Passage
4.1.3 La décision comme mise en oeuvre d'une compétence

Comme l'exprime Marcel Thomas, faire des choix nécessite d' " ‘être capable de circuler cognitivement, affectivement et moralement à travers des alternatives’ " 286 . Aussi, penchons-nous sur les notions de capacité et de compétence.

La capacité représente ‘"la possibilité de réussite dans l'exécution d'une tâche’ " 287 . Elle se traduit ‘"par le pouvoir d'exercer une activité, d'assumer une tâche’ " 288 . Elle relève d'une aptitude et peut être perfectionnée, notamment, par l'apprentissage. Dans ce cas, elle devient une habileté, c'est-à-dire " ‘une capacité poussée à un degré optimal de perfectionnement, et ce, dans un champ d'activité spécifique’ " 289 .

Extrait de données
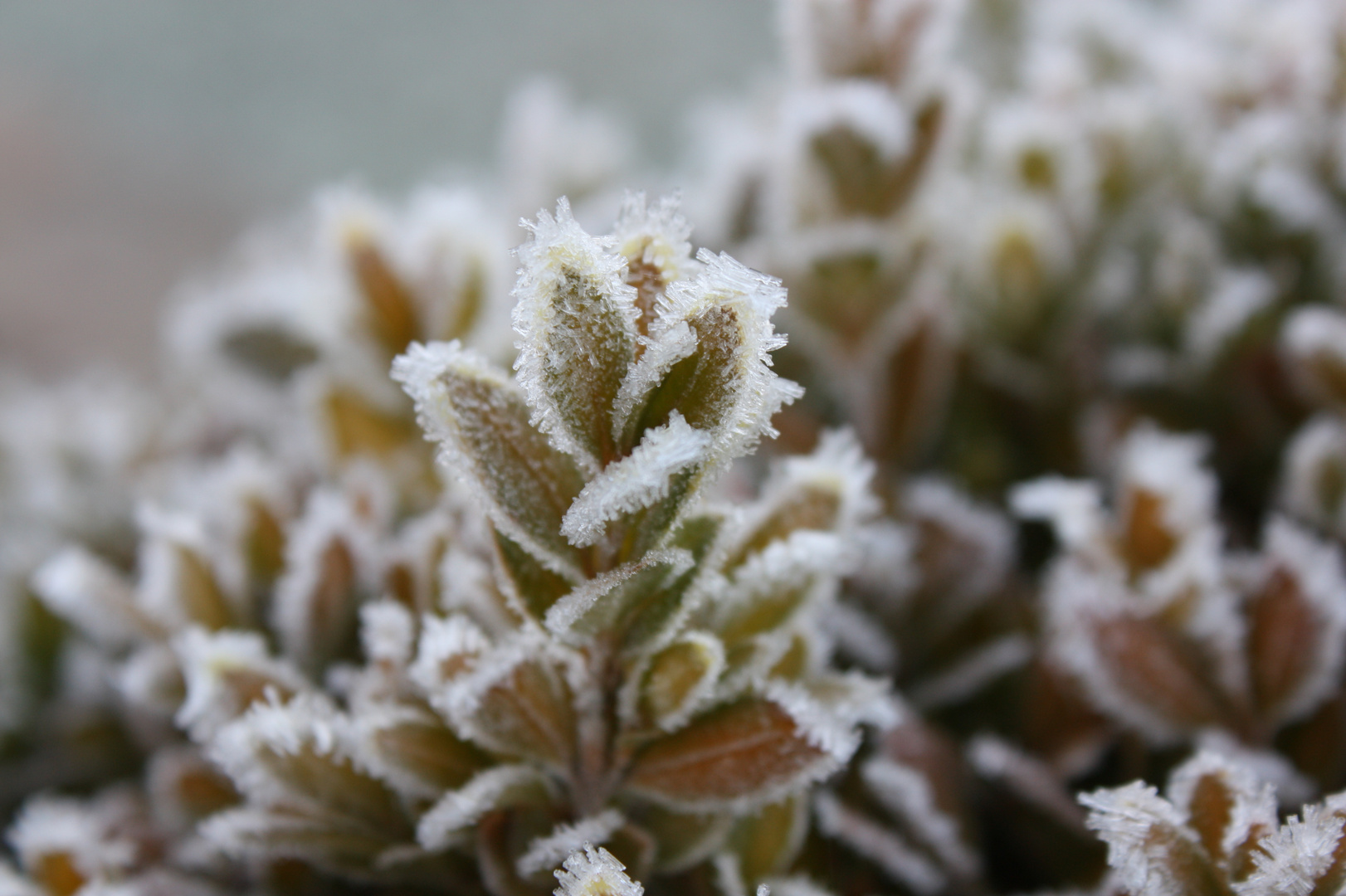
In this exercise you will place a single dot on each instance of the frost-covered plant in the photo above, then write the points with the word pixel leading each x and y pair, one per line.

Objectif
Pouvez-vous extraire, sans la moindre modification, le segment du passage sur la capacité et la compétence qui va de « Comme l'exprime Marcel » à « et de compétence. » ?

Résultat attendu
Comme l'exprime Marcel Thomas, faire des choix nécessite d' " ‘être capable de circuler cognitivement, affectivement et moralement à travers des alternatives’ " 286 . Aussi, penchons-nous sur les notions de capacité et de compétence.